• **What is expected**: Print the records below word for word, leaving every line unchanged.

• **Extracted records**:
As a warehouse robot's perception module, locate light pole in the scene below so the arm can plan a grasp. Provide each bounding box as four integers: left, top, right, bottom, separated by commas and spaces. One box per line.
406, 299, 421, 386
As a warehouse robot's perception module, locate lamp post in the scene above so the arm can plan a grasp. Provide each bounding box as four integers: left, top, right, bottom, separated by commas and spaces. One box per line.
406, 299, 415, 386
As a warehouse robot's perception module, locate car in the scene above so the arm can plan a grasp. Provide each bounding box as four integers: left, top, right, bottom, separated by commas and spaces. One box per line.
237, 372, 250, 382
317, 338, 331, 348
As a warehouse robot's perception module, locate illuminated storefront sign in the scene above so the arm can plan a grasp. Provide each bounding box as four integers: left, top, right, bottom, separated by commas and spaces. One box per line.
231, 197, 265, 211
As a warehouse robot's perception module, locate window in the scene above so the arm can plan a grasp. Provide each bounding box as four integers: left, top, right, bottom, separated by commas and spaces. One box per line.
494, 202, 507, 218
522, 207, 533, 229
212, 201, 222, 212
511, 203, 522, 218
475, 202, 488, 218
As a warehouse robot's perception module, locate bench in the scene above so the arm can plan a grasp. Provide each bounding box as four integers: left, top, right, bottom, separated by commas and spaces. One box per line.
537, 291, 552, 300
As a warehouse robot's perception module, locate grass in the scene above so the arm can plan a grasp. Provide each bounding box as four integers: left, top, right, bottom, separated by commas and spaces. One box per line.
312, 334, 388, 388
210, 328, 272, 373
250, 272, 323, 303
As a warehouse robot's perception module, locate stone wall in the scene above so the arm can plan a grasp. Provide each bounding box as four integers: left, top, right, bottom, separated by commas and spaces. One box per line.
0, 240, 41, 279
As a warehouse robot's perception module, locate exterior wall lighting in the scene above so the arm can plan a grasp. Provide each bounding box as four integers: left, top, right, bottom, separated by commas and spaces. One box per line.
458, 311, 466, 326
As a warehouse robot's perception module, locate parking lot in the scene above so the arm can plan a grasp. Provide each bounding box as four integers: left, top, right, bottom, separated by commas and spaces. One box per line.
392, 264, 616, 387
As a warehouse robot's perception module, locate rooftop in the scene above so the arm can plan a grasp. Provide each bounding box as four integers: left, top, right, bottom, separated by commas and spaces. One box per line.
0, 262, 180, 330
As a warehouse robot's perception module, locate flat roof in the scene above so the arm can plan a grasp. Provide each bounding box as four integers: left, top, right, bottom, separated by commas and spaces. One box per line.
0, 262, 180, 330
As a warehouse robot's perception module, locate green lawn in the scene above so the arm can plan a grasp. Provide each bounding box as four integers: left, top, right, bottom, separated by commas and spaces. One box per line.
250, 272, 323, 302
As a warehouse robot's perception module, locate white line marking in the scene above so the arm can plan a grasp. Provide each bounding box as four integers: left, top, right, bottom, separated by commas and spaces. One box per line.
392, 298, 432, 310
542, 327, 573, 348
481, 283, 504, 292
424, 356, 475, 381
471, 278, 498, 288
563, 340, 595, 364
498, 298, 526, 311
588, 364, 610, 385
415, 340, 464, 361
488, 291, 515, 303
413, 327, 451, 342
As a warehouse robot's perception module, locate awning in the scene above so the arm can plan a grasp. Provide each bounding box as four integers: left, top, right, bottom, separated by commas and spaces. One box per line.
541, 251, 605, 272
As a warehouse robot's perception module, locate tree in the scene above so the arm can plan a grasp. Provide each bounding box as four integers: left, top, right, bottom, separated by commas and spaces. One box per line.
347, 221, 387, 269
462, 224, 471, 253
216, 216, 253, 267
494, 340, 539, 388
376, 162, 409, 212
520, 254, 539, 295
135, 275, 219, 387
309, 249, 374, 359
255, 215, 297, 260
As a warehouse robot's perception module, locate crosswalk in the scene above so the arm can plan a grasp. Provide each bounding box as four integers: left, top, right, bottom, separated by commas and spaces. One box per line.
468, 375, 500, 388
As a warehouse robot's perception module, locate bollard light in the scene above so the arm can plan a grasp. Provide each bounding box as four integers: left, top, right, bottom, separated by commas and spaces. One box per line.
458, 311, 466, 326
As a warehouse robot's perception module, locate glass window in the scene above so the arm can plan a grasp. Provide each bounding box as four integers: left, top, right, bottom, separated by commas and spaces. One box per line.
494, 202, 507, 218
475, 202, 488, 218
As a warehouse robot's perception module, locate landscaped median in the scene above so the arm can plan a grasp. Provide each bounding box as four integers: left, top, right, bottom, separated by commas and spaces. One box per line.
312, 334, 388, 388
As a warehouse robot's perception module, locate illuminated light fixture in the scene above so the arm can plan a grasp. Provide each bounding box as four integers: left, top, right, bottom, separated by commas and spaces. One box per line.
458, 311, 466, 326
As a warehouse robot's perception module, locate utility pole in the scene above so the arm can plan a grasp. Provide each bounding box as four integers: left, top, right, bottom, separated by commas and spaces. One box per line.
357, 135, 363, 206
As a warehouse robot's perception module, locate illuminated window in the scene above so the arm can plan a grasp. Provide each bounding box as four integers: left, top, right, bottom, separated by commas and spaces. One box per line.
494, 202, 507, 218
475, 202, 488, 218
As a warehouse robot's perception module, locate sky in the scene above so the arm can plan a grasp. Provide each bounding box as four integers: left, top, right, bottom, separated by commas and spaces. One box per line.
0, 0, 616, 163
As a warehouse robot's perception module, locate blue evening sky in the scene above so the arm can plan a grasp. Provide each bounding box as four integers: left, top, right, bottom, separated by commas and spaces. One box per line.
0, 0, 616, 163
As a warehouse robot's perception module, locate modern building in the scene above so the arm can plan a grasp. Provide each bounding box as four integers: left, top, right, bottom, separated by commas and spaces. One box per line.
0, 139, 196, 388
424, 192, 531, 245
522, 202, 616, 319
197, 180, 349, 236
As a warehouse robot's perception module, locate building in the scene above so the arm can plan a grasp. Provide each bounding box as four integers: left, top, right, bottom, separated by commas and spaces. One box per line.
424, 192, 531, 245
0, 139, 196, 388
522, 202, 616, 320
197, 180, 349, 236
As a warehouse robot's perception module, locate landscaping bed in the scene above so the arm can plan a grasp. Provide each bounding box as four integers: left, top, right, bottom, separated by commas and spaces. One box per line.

• **Exercise answer**:
As a warehouse robot's perception module, locate light pole in the scene below so the arm can plan a grasp. Provide each bounding box as four integers: left, top, right, bottom, separated by commas and spaces. One box per line.
406, 299, 421, 386
As a warehouse robot's perception module, locate lamp post in the scene above so the arm can plan a grasp. Provide each bounding box as four integers: left, top, right, bottom, separated by commas and spaces. One box per line.
406, 299, 415, 386
As a warehouse robot's perception module, locate car in the scene above so the arm can plan a grasp. Provide each bounding box as four integers: left, top, right, bottom, separated by commas and spaces. One box per line.
237, 372, 250, 382
317, 338, 331, 348
As a warehouse robot's perception module, locate illuminated storefront sign in the scene above so the arm can plan a grasp. Provide each bounding box as four integers: left, top, right, bottom, separated by commas and spaces. One box per line.
231, 197, 265, 211
As a warehouse robot's perception module, locate window in the scene above so the arm can plan a grasp. Provide each bounding box as four integers: left, top, right, bottom, separated by commas and spaces. One box per line.
494, 202, 507, 218
522, 207, 533, 229
212, 201, 222, 212
511, 203, 522, 218
475, 202, 488, 218
As a warehouse robot's perception module, locate bench in the scene above so the arm can plan a grasp. Provide each bounding box as four integers: left, top, right, bottom, separated by commas and spaces. One box per line.
537, 291, 552, 300
As a warehouse robot's perception module, locate grass in the scene above so the arm can plan a grasp. Provide each bounding box as four integers: left, top, right, bottom, separated by commas and spaces. One box per line.
312, 334, 388, 388
210, 328, 272, 373
250, 272, 323, 303
As a warehouse robot's perception module, locate stone wall in the scene above so the arm can plan a grasp. Provide each bounding box as four integers: left, top, right, bottom, separated by commas and spaces. One box per line.
0, 240, 41, 279
As a warehouse robot's perception module, locate exterior wall lighting in the scene above so the arm can plan a grasp. Provide each bounding box as four integers: left, top, right, bottom, separated by commas and spaces. One box per line.
458, 311, 466, 326
As a warehouse robot's perception module, locate parking lot in the scene above so the arm can plan a grasp. Provide each bounding box as four integers: left, top, right, bottom, separated by commas and spaces. One box per line.
392, 264, 616, 387
As a warehouse robot's perception module, locate rooftop in the scene above so the arm can plan a grasp. Provide each bounding box as four integers: left, top, right, bottom, separated by commas and spaces. One box per line.
0, 262, 180, 330
As a warehouse robot's perception module, locate flat roof in the scene above so the arm can plan a grasp. Provide each bounding box as four integers: left, top, right, bottom, separated by commas and spaces. One box per line.
0, 262, 180, 330
As a warehouse robot's perception module, locate green lawn in the scene above so the arm can plan a grasp. Provide each bounding box as four integers: left, top, right, bottom, separated by commas and spaces. One box per line.
250, 272, 323, 302
As a warehouse robot's perception module, locate white line marking in the scene above so the arm can plan a grasp. Provide each bounding box as four integers: left, top, right, bottom, separated by commas and spaces. One box per line.
392, 298, 432, 310
542, 327, 573, 348
481, 283, 504, 292
424, 356, 475, 381
471, 278, 498, 288
563, 340, 595, 364
498, 298, 526, 311
588, 364, 610, 385
415, 340, 464, 361
488, 291, 515, 303
413, 327, 451, 342
As a warehouse robot's perception module, locate awning in the scene above so the arm can plan a grasp. Provide each bounding box as four integers: left, top, right, bottom, separated by commas and spaces. One box per line.
541, 251, 605, 272
As a warehouse robot's perception module, locate tree in the scene above so the arm can plan a grasp. Provide each bounding box as four integers: left, top, right, bottom, separated by commas and spaces. One box per line.
347, 221, 387, 269
462, 224, 471, 253
216, 216, 253, 267
494, 340, 539, 388
376, 162, 409, 212
520, 254, 539, 295
135, 275, 219, 387
309, 249, 374, 359
255, 215, 297, 260
As a warehouse robot's perception module, locate crosswalk in the scene above so the arm can plan a grasp. Provide each bounding box as four integers: left, top, right, bottom, separated by commas and spaces. One box per line.
468, 375, 500, 388
As a warehouse robot's perception module, locate bollard light in the scene above so the arm can plan a grasp. Provide each bounding box as four integers: left, top, right, bottom, separated by commas and spaces. One box per line.
458, 311, 466, 326
As a warehouse robot's perception module, locate glass window in the scene above so the arm can plan a grasp. Provide each bounding box as four integers: left, top, right, bottom, separated by commas and spaces. One box per line.
494, 202, 507, 218
475, 202, 488, 218
As a warehouse robot's perception module, locate landscaped median in the scene above so the arm can plan a grasp. Provide each bounding box as four integers: left, top, right, bottom, separated by commas and spaces. One box per line.
312, 334, 388, 388
As a warehouse robot's perception module, locate illuminated light fixture in the scene above so the arm can plan a grasp. Provide each bounding box as four integers: left, top, right, bottom, separated by commas and spaces. One box per line.
458, 311, 466, 326
As a warehouse robot's perception module, locate utility pole in the scene above so the arm can plan a grasp. Provide each bounding box as four integers: left, top, right, bottom, separated by commas and spaces. One box per line.
357, 135, 363, 206
As a warehouse robot's perception module, locate illuminated window in the scene above so the arm can plan a grasp. Provide each bounding box as four integers: left, top, right, bottom, separated by commas and spaces. One box per line.
494, 202, 507, 218
475, 202, 488, 218
As a warehouse robot's perception module, locate sky in the scene above so the arm can plan a grasp. Provide each bounding box as four integers: left, top, right, bottom, separated by commas and spaces. One box per line.
0, 0, 616, 163
As a warehouse robot's perception module, locate blue evening sky in the scene above so the arm can plan a grasp. Provide each bounding box as four integers: left, top, right, bottom, separated by commas and spaces. One box per line.
0, 0, 616, 163
As a warehouse robot's perception module, locate modern building in the scene above so the arm can plan a grasp. Provide each bounding box as four integers: left, top, right, bottom, separated by commas and spaces. One box per line.
0, 139, 196, 388
424, 192, 531, 245
522, 202, 616, 319
197, 180, 349, 236
As a warehouse robot's perception module, locate building in the scene above so the arm can plan a grasp. Provide each bounding box as four integers: left, top, right, bottom, separated by commas and spaces. One box per line.
424, 192, 531, 245
0, 139, 196, 388
522, 202, 616, 320
197, 180, 349, 236
As a warehouse robot's perception module, locate landscaping bed in the scene above so the arm can plan a grasp. Provide each bounding box as four integers: left, top, right, bottom, separated by commas and spaces. One box per line.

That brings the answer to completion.